§ Your task
Search the data below for the word "mirror" and copy each line that holds it.

***** Data under study *****

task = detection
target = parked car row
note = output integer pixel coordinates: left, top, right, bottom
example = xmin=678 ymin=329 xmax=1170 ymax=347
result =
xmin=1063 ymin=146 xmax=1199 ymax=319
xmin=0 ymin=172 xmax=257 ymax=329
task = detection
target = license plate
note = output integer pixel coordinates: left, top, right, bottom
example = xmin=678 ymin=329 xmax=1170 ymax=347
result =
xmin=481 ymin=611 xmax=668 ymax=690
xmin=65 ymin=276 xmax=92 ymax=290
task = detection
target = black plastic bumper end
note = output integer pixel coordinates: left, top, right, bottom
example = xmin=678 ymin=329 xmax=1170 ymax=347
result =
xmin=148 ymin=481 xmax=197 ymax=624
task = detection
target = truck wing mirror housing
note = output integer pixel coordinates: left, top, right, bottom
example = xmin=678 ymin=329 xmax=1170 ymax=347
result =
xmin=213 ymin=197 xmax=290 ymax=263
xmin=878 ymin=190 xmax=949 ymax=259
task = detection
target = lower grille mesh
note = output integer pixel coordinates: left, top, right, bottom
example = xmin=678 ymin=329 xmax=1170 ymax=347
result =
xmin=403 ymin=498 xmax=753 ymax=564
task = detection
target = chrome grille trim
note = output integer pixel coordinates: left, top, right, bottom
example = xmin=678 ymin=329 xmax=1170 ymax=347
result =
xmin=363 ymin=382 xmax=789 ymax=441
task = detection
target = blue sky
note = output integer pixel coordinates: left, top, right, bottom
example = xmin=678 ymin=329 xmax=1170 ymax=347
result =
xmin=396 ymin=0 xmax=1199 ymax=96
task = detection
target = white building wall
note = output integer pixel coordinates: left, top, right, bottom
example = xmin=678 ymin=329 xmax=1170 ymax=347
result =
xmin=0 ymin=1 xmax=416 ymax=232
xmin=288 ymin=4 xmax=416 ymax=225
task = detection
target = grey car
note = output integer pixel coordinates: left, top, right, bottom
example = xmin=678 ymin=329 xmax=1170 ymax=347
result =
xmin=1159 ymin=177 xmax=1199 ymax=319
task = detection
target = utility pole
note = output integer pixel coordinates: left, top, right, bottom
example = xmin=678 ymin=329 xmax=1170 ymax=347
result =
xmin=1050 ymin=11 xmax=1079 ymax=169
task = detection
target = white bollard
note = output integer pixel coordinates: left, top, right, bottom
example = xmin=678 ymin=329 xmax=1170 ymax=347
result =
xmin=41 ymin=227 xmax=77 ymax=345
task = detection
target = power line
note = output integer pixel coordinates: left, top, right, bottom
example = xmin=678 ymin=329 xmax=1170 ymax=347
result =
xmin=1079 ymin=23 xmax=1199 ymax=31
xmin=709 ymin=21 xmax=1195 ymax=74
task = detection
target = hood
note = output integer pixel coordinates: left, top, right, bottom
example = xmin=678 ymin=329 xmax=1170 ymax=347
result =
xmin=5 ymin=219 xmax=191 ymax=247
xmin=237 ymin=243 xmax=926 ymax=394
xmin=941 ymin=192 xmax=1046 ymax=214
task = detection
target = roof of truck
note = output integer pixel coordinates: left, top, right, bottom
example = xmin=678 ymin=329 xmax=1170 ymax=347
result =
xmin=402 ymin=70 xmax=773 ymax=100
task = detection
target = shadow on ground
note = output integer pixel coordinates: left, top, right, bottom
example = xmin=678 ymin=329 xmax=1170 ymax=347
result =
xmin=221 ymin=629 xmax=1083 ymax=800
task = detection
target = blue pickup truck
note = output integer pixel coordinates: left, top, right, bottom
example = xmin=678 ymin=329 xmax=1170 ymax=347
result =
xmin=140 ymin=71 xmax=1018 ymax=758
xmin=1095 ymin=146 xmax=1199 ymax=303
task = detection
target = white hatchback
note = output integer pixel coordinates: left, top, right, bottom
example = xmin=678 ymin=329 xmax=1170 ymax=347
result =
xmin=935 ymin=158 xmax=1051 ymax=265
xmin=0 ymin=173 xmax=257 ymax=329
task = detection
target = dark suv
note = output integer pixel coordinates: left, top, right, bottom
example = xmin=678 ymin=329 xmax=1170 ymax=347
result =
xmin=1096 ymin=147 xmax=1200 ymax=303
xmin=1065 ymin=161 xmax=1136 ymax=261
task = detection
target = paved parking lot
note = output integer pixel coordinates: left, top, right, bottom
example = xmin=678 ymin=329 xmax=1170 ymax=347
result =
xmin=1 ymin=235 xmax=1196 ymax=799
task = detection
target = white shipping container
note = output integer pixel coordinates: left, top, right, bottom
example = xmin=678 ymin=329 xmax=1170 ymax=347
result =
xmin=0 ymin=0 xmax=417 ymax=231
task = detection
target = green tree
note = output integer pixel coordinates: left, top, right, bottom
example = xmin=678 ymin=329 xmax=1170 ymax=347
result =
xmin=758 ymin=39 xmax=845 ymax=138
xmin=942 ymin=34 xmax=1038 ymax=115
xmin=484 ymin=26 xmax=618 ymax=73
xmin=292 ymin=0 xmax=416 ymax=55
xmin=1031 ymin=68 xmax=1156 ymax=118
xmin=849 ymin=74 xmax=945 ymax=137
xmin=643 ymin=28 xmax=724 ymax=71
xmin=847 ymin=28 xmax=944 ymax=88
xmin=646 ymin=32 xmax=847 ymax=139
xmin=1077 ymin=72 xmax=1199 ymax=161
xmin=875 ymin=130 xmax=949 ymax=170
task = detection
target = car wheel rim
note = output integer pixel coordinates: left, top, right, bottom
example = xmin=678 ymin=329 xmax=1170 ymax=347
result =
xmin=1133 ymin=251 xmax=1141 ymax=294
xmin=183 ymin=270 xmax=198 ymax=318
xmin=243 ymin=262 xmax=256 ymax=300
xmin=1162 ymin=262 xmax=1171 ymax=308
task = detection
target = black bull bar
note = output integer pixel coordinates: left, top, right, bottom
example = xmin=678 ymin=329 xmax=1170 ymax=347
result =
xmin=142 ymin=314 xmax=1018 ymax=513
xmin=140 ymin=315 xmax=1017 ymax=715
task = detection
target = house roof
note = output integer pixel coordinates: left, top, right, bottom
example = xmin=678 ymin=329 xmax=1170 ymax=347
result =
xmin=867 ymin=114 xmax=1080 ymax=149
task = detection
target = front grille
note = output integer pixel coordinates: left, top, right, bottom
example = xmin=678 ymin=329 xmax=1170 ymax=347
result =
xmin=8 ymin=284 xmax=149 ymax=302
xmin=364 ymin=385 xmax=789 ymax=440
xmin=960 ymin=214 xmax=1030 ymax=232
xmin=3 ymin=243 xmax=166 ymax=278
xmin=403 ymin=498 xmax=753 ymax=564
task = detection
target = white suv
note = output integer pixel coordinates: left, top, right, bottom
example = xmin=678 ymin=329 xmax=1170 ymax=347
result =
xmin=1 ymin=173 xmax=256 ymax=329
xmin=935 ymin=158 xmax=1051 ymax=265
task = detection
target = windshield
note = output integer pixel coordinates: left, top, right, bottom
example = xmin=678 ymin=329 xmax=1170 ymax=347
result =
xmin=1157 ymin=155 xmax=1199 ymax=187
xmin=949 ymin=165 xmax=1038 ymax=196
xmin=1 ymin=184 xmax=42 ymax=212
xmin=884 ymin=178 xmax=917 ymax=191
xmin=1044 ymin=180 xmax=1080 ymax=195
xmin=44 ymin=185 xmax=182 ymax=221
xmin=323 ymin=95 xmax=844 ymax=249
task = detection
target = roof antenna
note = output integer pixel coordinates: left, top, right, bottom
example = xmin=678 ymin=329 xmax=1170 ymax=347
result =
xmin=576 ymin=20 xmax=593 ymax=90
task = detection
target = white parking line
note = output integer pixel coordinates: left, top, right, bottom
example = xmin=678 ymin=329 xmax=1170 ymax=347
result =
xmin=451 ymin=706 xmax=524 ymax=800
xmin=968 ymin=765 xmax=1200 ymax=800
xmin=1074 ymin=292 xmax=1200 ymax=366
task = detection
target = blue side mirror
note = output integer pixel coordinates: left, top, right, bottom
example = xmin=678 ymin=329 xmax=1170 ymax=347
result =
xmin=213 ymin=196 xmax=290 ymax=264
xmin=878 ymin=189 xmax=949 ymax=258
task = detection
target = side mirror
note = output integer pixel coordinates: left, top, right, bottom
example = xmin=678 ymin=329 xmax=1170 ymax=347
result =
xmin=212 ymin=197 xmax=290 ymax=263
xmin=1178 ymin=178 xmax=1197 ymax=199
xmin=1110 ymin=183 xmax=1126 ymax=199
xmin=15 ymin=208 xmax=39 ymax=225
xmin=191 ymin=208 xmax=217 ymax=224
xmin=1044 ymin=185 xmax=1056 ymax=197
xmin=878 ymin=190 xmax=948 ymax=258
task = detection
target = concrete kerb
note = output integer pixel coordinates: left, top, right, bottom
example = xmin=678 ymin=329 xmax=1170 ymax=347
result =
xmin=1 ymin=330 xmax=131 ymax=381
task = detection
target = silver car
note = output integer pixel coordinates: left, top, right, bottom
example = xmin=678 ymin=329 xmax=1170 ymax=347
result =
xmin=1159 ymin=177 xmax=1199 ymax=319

*****

§ Worked solution
target = truck wing mirror housing
target = blue side mirror
target = side mirror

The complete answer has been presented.